Work required
Reproduce verbatim the stretch of entries from the line containing "Reviewer note: every instance of the berry" through the end of the entries, both ends included.

Dataset content
______

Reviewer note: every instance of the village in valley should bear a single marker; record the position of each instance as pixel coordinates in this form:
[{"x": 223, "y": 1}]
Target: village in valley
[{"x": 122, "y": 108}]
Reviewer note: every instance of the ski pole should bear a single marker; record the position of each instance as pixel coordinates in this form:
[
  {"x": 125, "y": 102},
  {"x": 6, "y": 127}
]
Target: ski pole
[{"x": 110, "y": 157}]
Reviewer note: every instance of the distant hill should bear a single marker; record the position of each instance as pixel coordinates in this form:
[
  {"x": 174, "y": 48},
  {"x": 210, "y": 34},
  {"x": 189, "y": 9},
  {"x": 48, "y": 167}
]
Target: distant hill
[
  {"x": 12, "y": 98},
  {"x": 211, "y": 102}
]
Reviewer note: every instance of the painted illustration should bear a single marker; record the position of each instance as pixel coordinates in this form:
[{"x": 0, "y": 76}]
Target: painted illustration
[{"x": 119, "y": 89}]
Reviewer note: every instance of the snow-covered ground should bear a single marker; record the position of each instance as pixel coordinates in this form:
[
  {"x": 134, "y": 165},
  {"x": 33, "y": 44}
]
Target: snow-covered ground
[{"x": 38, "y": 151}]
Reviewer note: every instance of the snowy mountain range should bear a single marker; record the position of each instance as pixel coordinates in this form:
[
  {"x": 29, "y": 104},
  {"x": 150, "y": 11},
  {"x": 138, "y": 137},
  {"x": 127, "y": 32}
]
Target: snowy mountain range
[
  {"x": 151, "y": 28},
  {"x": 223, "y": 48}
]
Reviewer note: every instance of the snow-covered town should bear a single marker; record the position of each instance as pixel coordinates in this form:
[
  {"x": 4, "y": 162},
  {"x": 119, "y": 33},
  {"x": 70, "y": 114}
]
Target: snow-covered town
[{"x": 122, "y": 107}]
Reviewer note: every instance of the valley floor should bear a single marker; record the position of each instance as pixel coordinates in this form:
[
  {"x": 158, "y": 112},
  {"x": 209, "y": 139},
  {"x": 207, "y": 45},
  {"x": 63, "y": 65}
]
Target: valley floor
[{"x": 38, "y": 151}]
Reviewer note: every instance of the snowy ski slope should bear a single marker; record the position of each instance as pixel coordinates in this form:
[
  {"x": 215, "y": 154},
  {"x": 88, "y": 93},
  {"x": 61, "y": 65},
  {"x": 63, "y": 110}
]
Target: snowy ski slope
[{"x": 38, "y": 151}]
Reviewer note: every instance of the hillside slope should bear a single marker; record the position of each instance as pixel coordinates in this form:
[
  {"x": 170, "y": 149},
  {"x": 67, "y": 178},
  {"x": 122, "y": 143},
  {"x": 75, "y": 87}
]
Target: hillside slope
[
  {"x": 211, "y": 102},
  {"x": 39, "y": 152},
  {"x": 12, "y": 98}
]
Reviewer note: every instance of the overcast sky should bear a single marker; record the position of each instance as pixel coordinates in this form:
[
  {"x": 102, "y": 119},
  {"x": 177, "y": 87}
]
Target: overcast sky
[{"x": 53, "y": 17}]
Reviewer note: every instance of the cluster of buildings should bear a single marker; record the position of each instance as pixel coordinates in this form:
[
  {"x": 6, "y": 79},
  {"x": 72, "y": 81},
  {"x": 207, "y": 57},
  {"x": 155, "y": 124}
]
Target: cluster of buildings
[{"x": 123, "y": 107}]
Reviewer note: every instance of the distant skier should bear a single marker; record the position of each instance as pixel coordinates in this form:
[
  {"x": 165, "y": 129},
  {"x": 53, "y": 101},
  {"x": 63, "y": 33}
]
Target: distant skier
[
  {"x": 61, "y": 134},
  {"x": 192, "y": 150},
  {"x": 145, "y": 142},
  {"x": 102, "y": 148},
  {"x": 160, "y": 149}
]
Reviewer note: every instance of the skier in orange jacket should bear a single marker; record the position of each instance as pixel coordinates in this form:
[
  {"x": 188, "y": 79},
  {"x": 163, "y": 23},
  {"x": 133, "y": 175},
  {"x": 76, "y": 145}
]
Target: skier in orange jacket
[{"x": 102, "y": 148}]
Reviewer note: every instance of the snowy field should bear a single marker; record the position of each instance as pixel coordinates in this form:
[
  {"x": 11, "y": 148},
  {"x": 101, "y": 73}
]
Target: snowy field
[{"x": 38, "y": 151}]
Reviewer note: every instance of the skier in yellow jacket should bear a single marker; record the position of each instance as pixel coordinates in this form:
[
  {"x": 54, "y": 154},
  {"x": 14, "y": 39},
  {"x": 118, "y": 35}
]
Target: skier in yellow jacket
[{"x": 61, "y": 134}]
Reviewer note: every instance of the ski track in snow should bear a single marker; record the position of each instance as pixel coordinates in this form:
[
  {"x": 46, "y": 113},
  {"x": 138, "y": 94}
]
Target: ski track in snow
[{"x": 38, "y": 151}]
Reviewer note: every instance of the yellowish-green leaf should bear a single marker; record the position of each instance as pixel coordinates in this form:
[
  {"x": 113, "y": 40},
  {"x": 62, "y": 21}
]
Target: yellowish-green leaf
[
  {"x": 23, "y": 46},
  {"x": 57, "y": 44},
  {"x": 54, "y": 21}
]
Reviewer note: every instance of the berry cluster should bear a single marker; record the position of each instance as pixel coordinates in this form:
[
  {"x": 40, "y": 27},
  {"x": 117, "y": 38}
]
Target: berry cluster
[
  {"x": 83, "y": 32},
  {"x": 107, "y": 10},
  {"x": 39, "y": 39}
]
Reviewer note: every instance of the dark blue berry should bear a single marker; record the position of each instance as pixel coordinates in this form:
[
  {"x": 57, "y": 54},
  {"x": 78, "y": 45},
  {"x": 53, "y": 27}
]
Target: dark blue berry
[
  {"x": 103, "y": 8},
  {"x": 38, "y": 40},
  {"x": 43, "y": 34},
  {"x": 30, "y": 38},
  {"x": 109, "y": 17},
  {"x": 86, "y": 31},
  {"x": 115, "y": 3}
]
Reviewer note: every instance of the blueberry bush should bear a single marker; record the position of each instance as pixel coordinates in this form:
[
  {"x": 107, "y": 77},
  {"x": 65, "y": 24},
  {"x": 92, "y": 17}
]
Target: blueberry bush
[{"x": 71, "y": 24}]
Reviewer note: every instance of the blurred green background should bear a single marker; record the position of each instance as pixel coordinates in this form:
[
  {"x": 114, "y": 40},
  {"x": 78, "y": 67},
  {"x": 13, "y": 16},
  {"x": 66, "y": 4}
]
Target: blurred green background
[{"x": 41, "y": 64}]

______

Answer to this task
Reviewer note: every instance of the berry cluster should bear a single marker; record the position of each instance as pixel coordinates in this form:
[
  {"x": 40, "y": 27},
  {"x": 117, "y": 38}
]
Target: berry cluster
[
  {"x": 83, "y": 32},
  {"x": 107, "y": 10},
  {"x": 39, "y": 39}
]
Reviewer note: every instance of the dark blue berry should bear a single marker; record the position of each instance as pixel coordinates in this form:
[
  {"x": 57, "y": 54},
  {"x": 78, "y": 45},
  {"x": 53, "y": 27}
]
Target: dark blue berry
[
  {"x": 103, "y": 8},
  {"x": 38, "y": 40},
  {"x": 43, "y": 34},
  {"x": 30, "y": 38},
  {"x": 109, "y": 17},
  {"x": 86, "y": 31},
  {"x": 115, "y": 3}
]
Reviewer note: every instance of the blueberry bush should bear a single marker; record the position of each instance as pixel coordinates in this form:
[
  {"x": 107, "y": 77},
  {"x": 65, "y": 24},
  {"x": 92, "y": 17}
]
Target: blueberry bush
[{"x": 71, "y": 24}]
Reviewer note: every instance of the blurred green background should bear a single marker; record the position of each instance as pixel coordinates in this form:
[
  {"x": 114, "y": 40},
  {"x": 78, "y": 67},
  {"x": 13, "y": 16},
  {"x": 66, "y": 4}
]
Target: blurred green background
[{"x": 41, "y": 64}]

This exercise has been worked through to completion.